━━━━━ MATERIAL FOR THIS TASK
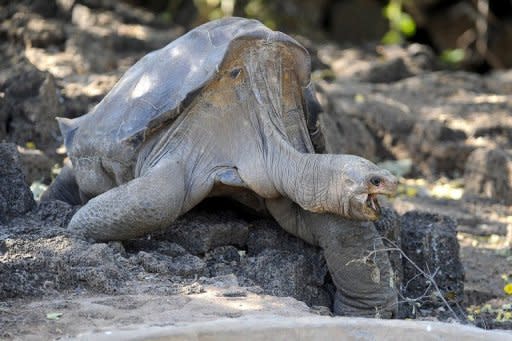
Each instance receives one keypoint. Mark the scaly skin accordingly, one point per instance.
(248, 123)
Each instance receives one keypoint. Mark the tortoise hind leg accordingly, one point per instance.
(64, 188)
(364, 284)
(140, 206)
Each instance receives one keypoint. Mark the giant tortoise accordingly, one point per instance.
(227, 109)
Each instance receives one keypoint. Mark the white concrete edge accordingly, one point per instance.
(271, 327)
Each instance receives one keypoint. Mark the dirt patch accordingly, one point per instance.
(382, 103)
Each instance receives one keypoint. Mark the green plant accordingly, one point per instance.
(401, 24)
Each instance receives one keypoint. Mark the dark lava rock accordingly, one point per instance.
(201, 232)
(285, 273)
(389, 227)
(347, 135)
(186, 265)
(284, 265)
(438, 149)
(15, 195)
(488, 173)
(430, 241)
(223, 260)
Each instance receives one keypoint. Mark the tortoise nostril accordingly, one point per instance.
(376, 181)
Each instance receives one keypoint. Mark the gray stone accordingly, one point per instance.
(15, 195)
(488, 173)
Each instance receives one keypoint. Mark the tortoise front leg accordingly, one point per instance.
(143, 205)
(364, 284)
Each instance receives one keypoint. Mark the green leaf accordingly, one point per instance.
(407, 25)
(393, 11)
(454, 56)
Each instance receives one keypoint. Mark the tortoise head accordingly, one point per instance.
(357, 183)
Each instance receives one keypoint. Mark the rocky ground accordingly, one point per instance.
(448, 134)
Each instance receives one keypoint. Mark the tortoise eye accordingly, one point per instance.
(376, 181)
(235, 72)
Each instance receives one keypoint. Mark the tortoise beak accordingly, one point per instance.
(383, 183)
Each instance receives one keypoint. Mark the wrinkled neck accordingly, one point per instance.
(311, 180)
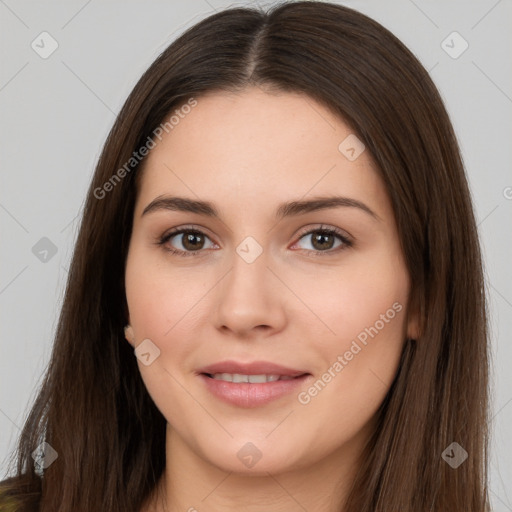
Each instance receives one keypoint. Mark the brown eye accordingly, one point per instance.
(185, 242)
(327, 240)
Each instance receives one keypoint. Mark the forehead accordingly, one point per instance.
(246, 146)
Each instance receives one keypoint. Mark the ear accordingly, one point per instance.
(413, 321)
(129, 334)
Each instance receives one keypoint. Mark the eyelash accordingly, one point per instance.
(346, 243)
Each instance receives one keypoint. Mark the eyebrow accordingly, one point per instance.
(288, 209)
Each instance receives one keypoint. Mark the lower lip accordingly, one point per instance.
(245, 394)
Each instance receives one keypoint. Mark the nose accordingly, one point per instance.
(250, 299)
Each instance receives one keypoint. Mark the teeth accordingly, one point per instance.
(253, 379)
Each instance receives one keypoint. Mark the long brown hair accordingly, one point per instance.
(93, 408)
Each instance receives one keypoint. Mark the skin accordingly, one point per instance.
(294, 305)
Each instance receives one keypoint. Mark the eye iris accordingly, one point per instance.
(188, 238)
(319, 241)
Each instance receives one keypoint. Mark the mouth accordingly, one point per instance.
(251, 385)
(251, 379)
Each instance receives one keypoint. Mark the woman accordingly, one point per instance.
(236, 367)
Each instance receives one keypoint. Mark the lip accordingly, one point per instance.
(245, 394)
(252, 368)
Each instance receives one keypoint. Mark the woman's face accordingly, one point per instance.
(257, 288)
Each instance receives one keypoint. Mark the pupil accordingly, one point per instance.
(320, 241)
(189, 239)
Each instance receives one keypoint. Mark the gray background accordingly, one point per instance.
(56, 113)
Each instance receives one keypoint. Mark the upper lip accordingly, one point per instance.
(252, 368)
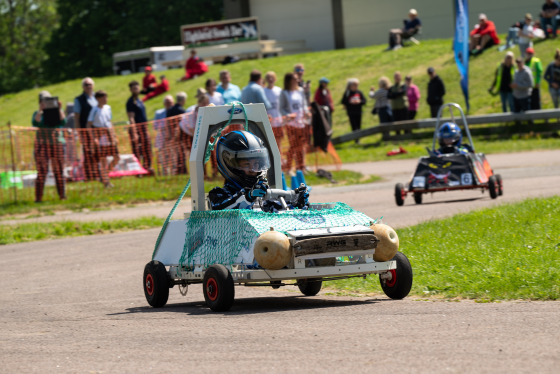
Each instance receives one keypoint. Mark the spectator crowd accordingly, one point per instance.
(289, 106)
━━━━━━━━━━
**EXERCISE DIRECTIONS**
Could you transcribe exactly the lines from the line containing "woman accordingly, one point per instance." through the final line of the records, both included, and nothing beyond them? The pictures should be left out.

**REPLY**
Each instance receives one keypoint. Mark the woman accordingly, one point per instance.
(236, 367)
Each instance receives one keypoint. Mark the lip accordingly, one point per instance.
(245, 394)
(252, 368)
Each instance receives one keypoint. Mark the woman's face accordingly, one point per instance.
(257, 288)
Each instance receives one keypoint. Mark the pupil accordingly, one point per instance.
(320, 241)
(189, 239)
Each instance receives one keypoint. Mark the gray background accordingly, one point per instance.
(56, 113)
Each instance receives one keypoint. Mark the upper lip accordingly, one point per instance.
(252, 368)
Each instance receives one keypoint. Mark the spectator crowd accordingly, one point per instance.
(289, 106)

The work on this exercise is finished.